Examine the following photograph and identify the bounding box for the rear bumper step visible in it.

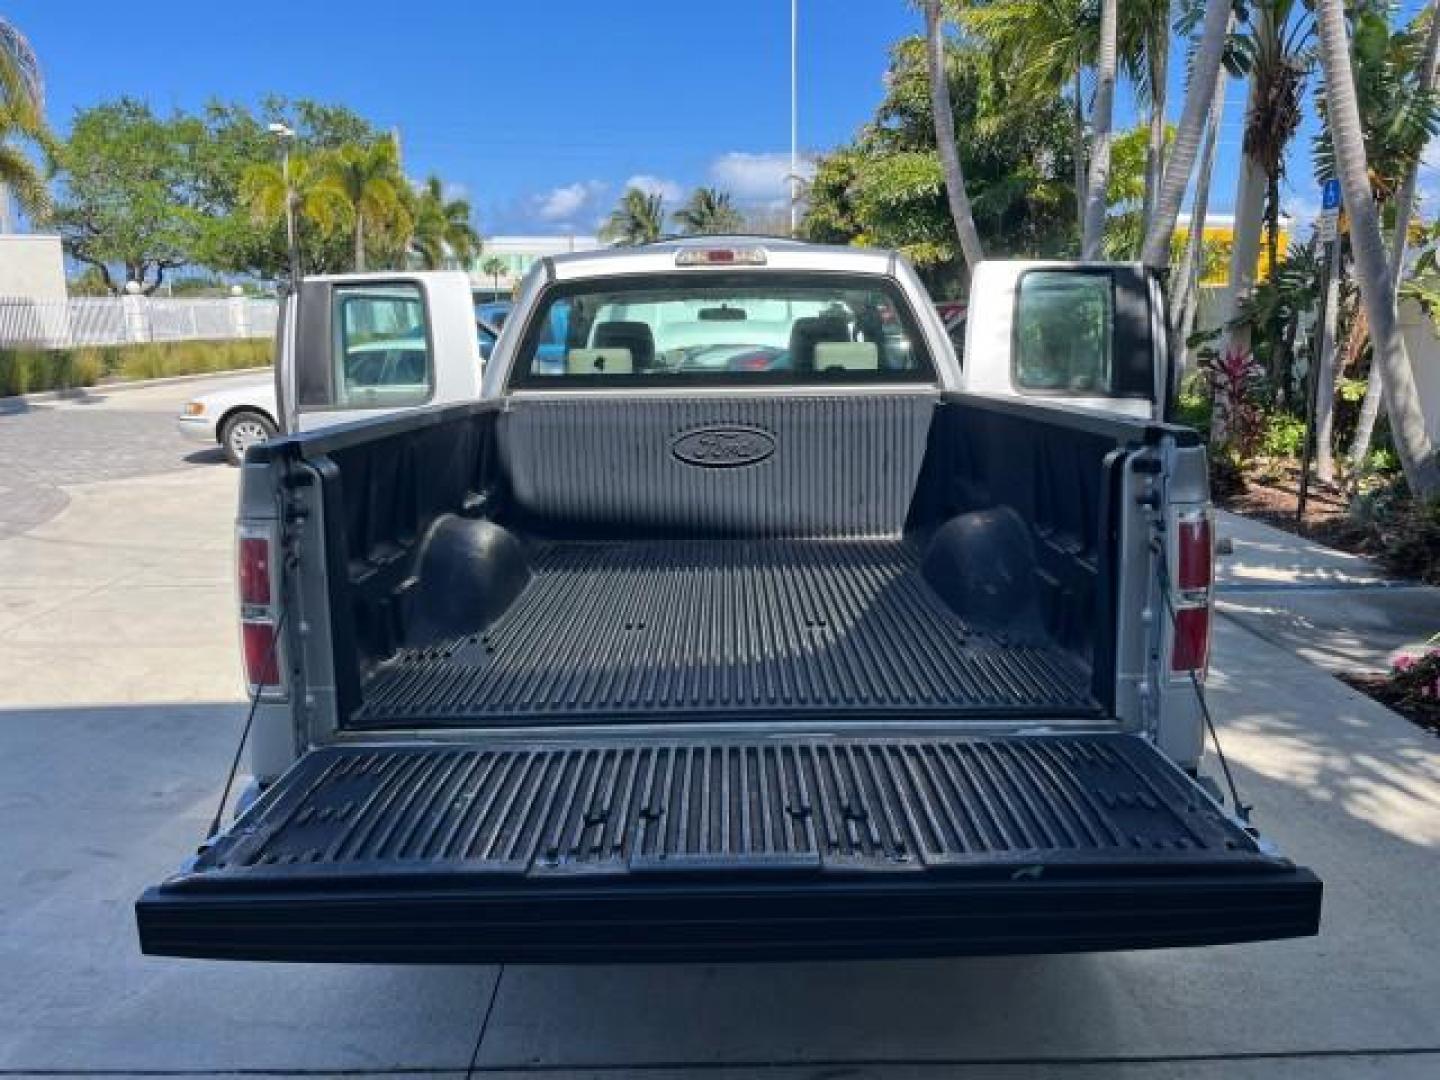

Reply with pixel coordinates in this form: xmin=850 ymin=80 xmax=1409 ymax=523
xmin=138 ymin=871 xmax=1322 ymax=963
xmin=136 ymin=733 xmax=1322 ymax=962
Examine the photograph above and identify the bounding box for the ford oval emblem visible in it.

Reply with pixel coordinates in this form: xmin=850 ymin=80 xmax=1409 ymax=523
xmin=671 ymin=425 xmax=776 ymax=468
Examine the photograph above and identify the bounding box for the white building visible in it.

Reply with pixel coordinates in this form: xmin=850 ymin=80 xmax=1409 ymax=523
xmin=470 ymin=235 xmax=603 ymax=299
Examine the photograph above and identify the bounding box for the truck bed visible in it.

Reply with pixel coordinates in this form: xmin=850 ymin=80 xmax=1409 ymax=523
xmin=353 ymin=537 xmax=1099 ymax=727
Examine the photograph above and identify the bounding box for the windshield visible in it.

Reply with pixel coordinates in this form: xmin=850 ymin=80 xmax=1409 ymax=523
xmin=509 ymin=273 xmax=934 ymax=387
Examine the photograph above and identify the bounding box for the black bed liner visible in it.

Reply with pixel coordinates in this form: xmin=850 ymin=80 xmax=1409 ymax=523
xmin=353 ymin=538 xmax=1099 ymax=727
xmin=137 ymin=732 xmax=1321 ymax=962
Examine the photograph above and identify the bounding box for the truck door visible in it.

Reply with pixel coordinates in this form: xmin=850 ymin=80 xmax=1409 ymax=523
xmin=963 ymin=261 xmax=1173 ymax=421
xmin=276 ymin=272 xmax=483 ymax=434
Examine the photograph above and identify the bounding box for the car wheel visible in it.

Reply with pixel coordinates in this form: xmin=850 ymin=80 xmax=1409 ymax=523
xmin=220 ymin=410 xmax=277 ymax=467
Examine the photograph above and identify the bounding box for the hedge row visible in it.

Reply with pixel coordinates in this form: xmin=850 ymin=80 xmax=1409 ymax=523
xmin=0 ymin=339 xmax=272 ymax=397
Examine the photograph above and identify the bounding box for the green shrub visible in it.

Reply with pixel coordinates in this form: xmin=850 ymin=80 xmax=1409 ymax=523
xmin=1258 ymin=412 xmax=1307 ymax=458
xmin=0 ymin=339 xmax=270 ymax=397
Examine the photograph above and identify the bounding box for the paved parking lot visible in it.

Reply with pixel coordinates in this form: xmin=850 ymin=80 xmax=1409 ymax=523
xmin=0 ymin=376 xmax=1437 ymax=1078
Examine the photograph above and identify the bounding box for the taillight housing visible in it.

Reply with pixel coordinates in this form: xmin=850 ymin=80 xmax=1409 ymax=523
xmin=1169 ymin=506 xmax=1214 ymax=676
xmin=237 ymin=522 xmax=285 ymax=698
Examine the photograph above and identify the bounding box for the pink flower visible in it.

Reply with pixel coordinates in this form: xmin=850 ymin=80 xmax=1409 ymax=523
xmin=1393 ymin=655 xmax=1416 ymax=673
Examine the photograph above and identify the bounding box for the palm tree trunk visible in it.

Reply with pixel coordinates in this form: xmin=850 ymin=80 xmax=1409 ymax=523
xmin=1073 ymin=69 xmax=1088 ymax=229
xmin=1314 ymin=244 xmax=1342 ymax=482
xmin=1174 ymin=64 xmax=1229 ymax=372
xmin=1142 ymin=28 xmax=1169 ymax=236
xmin=1140 ymin=0 xmax=1231 ymax=267
xmin=1316 ymin=0 xmax=1440 ymax=497
xmin=1217 ymin=67 xmax=1269 ymax=407
xmin=924 ymin=0 xmax=985 ymax=273
xmin=1081 ymin=0 xmax=1118 ymax=258
xmin=1345 ymin=0 xmax=1440 ymax=473
xmin=353 ymin=216 xmax=366 ymax=273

· · ·

■ What you are asked to do:
Could you reproduce the entries verbatim, leaving out all pictures?

■ Answer section:
Examine the following photograph and identify the bounding box for the rear bumper step visible in it.


Reply with pixel coordinates in this form: xmin=850 ymin=80 xmax=1409 ymax=523
xmin=138 ymin=871 xmax=1322 ymax=963
xmin=136 ymin=733 xmax=1322 ymax=962
Examine the photograph above and identify the bounding box for the ford oval emblem visible in it.

Reply with pixel coordinates in this form: xmin=850 ymin=80 xmax=1409 ymax=523
xmin=671 ymin=425 xmax=776 ymax=468
Examine the photograph above and identify the bounding box for the white building visible in it.

Reply with pixel coordinates in this form: xmin=850 ymin=80 xmax=1409 ymax=523
xmin=470 ymin=235 xmax=603 ymax=299
Examine the photograph above and identify the bounding box for the truck bed visible in it.

Reply with pixel coordinates in this form: xmin=850 ymin=80 xmax=1409 ymax=523
xmin=353 ymin=537 xmax=1099 ymax=727
Examine the photograph above and identify the bounding box for the windshield visible in it.

Reply with pixel coordinates in this form: xmin=850 ymin=80 xmax=1409 ymax=523
xmin=509 ymin=273 xmax=934 ymax=387
Examine the photograph above and identify the bounding box for the black bed liner visible in it.

Reply with pixel coordinates in this form: xmin=850 ymin=80 xmax=1409 ymax=523
xmin=353 ymin=538 xmax=1099 ymax=727
xmin=137 ymin=732 xmax=1321 ymax=962
Examine the photograph above and identify the bounding box for the truck door visible in it.

Reply with pixel coordinates in this form: xmin=850 ymin=80 xmax=1409 ymax=523
xmin=963 ymin=261 xmax=1173 ymax=421
xmin=276 ymin=272 xmax=483 ymax=434
Examine the photograph above and identify the bounding box for the car wheel visible in it.

Reply with pixel coordinates in this form: xmin=850 ymin=80 xmax=1409 ymax=523
xmin=220 ymin=410 xmax=277 ymax=467
Examine the photograph above and identify the bounding box for the hedge row visible in it.

Reply with pixel coordinates in this form: xmin=850 ymin=80 xmax=1409 ymax=523
xmin=0 ymin=339 xmax=272 ymax=397
Examine the photograph above and identify the bounding box for the green shrub visible in it.

Reply with pixel coordinates in this form: xmin=850 ymin=80 xmax=1409 ymax=523
xmin=1258 ymin=412 xmax=1307 ymax=458
xmin=0 ymin=339 xmax=270 ymax=397
Examine the photograph above and identify the bounding box for the paved parking lot visible in it.

Reply with pixel coordinates in this form: xmin=850 ymin=80 xmax=1409 ymax=523
xmin=0 ymin=376 xmax=1437 ymax=1078
Examine the photograph above and identify the bounding box for the taillight housing visible in it.

Reply with pixel coordinates in this form: xmin=850 ymin=80 xmax=1409 ymax=523
xmin=1169 ymin=506 xmax=1214 ymax=676
xmin=237 ymin=522 xmax=285 ymax=698
Examine the photograph above and identify the bounding box for the pink flower visible in it.

Reply with pixel coordinates in this form: xmin=850 ymin=80 xmax=1409 ymax=523
xmin=1393 ymin=655 xmax=1416 ymax=673
Examine the photograph above and identify the bounding box for the palm tree trunk visible in it.

Reply with pixel coordinates in this form: xmin=850 ymin=80 xmax=1409 ymax=523
xmin=1073 ymin=69 xmax=1088 ymax=229
xmin=1314 ymin=244 xmax=1342 ymax=482
xmin=1174 ymin=64 xmax=1229 ymax=372
xmin=1142 ymin=28 xmax=1169 ymax=236
xmin=1140 ymin=0 xmax=1231 ymax=267
xmin=1316 ymin=0 xmax=1440 ymax=497
xmin=1217 ymin=67 xmax=1269 ymax=407
xmin=924 ymin=0 xmax=985 ymax=273
xmin=1081 ymin=0 xmax=1118 ymax=258
xmin=1345 ymin=0 xmax=1440 ymax=473
xmin=353 ymin=216 xmax=366 ymax=273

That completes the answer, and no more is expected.